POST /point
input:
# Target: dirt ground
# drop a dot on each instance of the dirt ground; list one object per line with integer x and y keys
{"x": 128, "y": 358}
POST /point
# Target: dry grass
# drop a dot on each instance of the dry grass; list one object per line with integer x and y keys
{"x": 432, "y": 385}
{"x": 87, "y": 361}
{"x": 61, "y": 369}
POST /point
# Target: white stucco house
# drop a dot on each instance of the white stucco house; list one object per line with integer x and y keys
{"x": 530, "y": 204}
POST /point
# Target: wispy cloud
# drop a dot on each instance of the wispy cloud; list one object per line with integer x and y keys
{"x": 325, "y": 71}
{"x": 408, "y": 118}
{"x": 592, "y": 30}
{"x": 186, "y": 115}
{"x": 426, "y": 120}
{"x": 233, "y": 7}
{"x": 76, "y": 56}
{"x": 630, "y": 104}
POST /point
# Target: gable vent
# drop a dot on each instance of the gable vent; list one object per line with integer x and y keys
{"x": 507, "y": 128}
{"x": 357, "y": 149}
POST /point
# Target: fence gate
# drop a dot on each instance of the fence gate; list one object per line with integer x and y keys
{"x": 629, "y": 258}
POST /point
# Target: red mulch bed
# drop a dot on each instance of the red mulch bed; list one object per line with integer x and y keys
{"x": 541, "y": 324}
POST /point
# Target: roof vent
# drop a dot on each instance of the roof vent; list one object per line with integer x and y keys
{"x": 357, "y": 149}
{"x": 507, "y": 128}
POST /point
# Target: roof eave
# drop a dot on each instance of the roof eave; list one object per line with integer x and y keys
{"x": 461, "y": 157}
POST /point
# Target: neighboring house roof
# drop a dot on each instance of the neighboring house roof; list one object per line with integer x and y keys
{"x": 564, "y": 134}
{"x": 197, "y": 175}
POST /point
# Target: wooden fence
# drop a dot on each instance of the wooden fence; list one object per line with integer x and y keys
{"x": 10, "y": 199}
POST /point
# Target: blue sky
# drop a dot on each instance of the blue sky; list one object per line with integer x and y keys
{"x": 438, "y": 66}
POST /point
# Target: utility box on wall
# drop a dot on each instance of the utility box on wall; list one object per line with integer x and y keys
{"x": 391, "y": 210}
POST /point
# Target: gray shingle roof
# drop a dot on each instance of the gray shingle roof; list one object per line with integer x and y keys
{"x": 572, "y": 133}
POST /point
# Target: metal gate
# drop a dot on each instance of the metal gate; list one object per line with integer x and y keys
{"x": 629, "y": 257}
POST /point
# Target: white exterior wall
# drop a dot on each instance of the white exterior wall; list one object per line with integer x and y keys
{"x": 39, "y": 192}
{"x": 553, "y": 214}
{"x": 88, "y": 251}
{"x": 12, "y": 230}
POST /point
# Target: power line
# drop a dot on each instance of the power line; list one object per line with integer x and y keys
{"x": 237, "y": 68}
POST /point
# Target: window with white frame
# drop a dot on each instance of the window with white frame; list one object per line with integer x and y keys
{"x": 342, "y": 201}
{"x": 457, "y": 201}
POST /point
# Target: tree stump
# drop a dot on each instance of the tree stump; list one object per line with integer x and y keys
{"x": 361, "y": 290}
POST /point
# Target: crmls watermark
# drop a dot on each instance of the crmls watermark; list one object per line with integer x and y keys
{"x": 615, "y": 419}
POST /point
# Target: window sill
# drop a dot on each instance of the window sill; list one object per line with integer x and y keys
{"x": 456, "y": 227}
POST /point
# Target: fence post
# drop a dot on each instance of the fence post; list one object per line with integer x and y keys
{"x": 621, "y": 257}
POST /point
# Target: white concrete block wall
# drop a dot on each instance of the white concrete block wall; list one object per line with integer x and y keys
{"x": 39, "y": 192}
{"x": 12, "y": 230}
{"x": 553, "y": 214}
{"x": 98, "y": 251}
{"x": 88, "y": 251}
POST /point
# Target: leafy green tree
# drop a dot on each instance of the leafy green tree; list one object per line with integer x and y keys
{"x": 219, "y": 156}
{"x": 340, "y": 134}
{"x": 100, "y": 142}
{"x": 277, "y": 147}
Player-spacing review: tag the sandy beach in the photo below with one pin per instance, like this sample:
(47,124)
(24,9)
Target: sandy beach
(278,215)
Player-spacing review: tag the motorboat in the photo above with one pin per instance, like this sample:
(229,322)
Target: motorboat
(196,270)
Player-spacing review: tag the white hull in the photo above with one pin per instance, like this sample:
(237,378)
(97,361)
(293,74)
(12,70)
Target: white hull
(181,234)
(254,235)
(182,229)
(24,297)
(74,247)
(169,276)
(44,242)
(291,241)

....

(WHAT TO PRODUCE) Take the records above and return them exactly as written.

(RESPONSE)
POST /point
input:
# Target: dirt ground
# drop a dot on each instance of the dirt ground; list one object per line with integer x and y keys
{"x": 128, "y": 358}
POST /point
# Target: dry grass
# drop a dot on each instance of the dry grass; list one object per line with integer x and y keys
{"x": 432, "y": 385}
{"x": 87, "y": 361}
{"x": 61, "y": 369}
POST /point
# Target: white stucco house
# drop a dot on each instance of the white stucco house; list one object per line with integer x and y keys
{"x": 530, "y": 204}
POST /point
# Target: wispy cloud
# drop a dot on each instance of the wispy cloud; list one object per line with integer x and y keys
{"x": 325, "y": 71}
{"x": 408, "y": 118}
{"x": 592, "y": 30}
{"x": 186, "y": 115}
{"x": 426, "y": 120}
{"x": 233, "y": 7}
{"x": 76, "y": 56}
{"x": 630, "y": 104}
POST /point
# Target: gable vent
# drop a dot on each instance of the gable vent; list one object per line with integer x and y keys
{"x": 507, "y": 128}
{"x": 357, "y": 149}
POST /point
# Target: fence gate
# drop a dot on each instance of the fence gate; list one object per line with integer x and y keys
{"x": 629, "y": 258}
POST /point
# Target: red mulch bed
# drop a dot on each instance of the red mulch bed; list one object per line with integer x and y keys
{"x": 541, "y": 324}
POST /point
# Target: roof vent
# drop a dot on each instance of the roof vent; list one object per line with integer x and y keys
{"x": 357, "y": 149}
{"x": 507, "y": 128}
POST /point
# Target: roof eave
# drop a dot on each instance of the roof eave; list one object per line with integer x and y keys
{"x": 461, "y": 157}
POST /point
# Target: neighboring house roof
# drop a dot on each instance of the neighboring house roof; list one object per line with integer x and y keys
{"x": 564, "y": 134}
{"x": 197, "y": 175}
POST /point
# Target: wooden fence
# drop a dot on each instance of the wooden fence; list one object per line with integer x and y keys
{"x": 10, "y": 199}
POST /point
# Target: blue sky
# drop a dot on each instance of the blue sky; list one object per line with integer x and y keys
{"x": 438, "y": 66}
POST /point
# Target: utility box on wall
# drop a dot on each instance of the utility box on wall; list one object per line with integer x and y keys
{"x": 391, "y": 210}
POST /point
# Target: gray shingle roof
# drop a dot on each instance of the gray shingle roof; list one object per line with integer x and y keys
{"x": 572, "y": 133}
POST /point
# Target: metal gate
# drop a dot on each instance of the metal gate; list one object per line with integer x and y keys
{"x": 629, "y": 257}
POST /point
# Target: white exterior wall
# drop a dot on each instance of the white exterior wall; list one object per line with integer x and y keys
{"x": 39, "y": 192}
{"x": 553, "y": 214}
{"x": 88, "y": 251}
{"x": 12, "y": 230}
POST /point
# Target: power line
# drop a dot on each instance of the power line; list one object per line with integer x and y keys
{"x": 237, "y": 68}
POST /point
# Target: window with white frame
# drop a dot on each instance of the window with white frame; list one object per line with integer x and y keys
{"x": 342, "y": 201}
{"x": 457, "y": 201}
POST /point
# Target: tree stump
# drop a dot on each instance of the tree stump; list one object per line with integer x and y keys
{"x": 361, "y": 290}
POST /point
# Target: crmls watermark
# drop a dot on each instance of the crmls watermark; list one object per line with integer x and y keys
{"x": 615, "y": 419}
POST /point
# Target: window sill
# drop a dot on each instance of the window sill; list one object per line with integer x and y keys
{"x": 456, "y": 227}
POST /point
# Target: fence post
# drop a dot on each instance of the fence post; list one object per line with integer x and y keys
{"x": 621, "y": 257}
POST /point
# Target: white concrete block wall
# drop a dot on each instance of the white concrete block wall; list one object per line with integer x and y keys
{"x": 39, "y": 192}
{"x": 12, "y": 230}
{"x": 553, "y": 214}
{"x": 98, "y": 251}
{"x": 88, "y": 251}
POST /point
# Target: leafy green tree
# drop a dot on each instance of the leafy green tree; list one object per line with integer x and y keys
{"x": 219, "y": 156}
{"x": 340, "y": 134}
{"x": 100, "y": 142}
{"x": 277, "y": 147}
Player-spacing review: tag the sandy beach in the photo below with one pin per instance, like this sample:
(47,124)
(24,9)
Target: sandy beach
(278,215)
Player-spacing review: tag the motorboat in the photo above with one pin per instance, like this sample:
(229,322)
Target: motorboat
(196,270)
Player-spacing review: tag the white hull in the photo above with one pin per instance, like this sample:
(237,378)
(97,361)
(293,74)
(12,70)
Target: white hull
(181,234)
(254,235)
(182,229)
(24,297)
(74,247)
(169,276)
(44,242)
(291,241)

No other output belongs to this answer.